Referring expression data:

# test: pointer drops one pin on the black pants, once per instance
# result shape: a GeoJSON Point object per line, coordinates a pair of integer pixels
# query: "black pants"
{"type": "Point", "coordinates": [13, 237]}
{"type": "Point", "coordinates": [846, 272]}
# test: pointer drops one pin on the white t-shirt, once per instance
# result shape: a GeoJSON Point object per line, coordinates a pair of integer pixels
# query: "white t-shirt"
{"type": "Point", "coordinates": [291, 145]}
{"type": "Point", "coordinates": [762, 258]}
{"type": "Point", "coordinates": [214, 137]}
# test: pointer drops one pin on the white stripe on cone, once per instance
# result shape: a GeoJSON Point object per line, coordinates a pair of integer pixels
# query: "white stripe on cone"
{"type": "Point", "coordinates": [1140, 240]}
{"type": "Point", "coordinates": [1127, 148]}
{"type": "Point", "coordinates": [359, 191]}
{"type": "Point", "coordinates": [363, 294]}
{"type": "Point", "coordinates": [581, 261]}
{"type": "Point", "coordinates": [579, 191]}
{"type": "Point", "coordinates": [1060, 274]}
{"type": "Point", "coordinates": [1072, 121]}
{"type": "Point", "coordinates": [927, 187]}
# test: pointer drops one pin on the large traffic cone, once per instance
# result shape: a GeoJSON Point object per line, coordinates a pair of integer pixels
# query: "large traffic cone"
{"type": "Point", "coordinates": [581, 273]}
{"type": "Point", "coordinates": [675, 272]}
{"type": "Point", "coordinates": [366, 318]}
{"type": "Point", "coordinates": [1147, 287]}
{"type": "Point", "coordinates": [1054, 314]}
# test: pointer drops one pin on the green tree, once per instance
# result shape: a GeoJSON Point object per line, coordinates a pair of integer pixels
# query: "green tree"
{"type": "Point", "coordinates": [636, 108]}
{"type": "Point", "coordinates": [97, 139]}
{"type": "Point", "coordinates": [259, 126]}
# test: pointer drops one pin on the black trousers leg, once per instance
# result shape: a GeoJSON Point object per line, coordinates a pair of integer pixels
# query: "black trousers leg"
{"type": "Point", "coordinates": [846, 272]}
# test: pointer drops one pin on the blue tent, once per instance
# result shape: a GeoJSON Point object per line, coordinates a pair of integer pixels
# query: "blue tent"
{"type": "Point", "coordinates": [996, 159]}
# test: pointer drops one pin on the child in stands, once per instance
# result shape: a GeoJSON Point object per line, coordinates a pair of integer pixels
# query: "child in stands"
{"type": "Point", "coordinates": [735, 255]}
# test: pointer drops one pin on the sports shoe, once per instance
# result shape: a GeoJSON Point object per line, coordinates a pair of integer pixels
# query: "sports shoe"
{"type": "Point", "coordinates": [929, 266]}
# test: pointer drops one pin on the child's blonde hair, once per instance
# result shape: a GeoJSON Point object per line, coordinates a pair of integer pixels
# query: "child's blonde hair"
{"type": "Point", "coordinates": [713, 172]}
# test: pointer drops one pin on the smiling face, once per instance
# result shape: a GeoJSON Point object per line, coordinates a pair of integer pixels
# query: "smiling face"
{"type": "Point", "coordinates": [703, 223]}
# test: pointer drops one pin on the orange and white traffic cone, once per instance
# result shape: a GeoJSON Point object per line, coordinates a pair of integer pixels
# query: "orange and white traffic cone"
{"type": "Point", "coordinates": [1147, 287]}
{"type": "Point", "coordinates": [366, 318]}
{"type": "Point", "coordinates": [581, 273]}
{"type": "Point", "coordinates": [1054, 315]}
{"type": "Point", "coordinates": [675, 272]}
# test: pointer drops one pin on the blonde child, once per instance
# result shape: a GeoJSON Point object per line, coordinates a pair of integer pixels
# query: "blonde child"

What you have to do: Would you return, unchanged, the lines from the one containing "# test: pointer drops one pin on the blonde" through the end of the entries?

Task solution:
# test: pointer drops one pin on the blonde child, once per instance
# result shape: a GeoJSON Point object per line, coordinates a pair of integer pixels
# query: "blonde child"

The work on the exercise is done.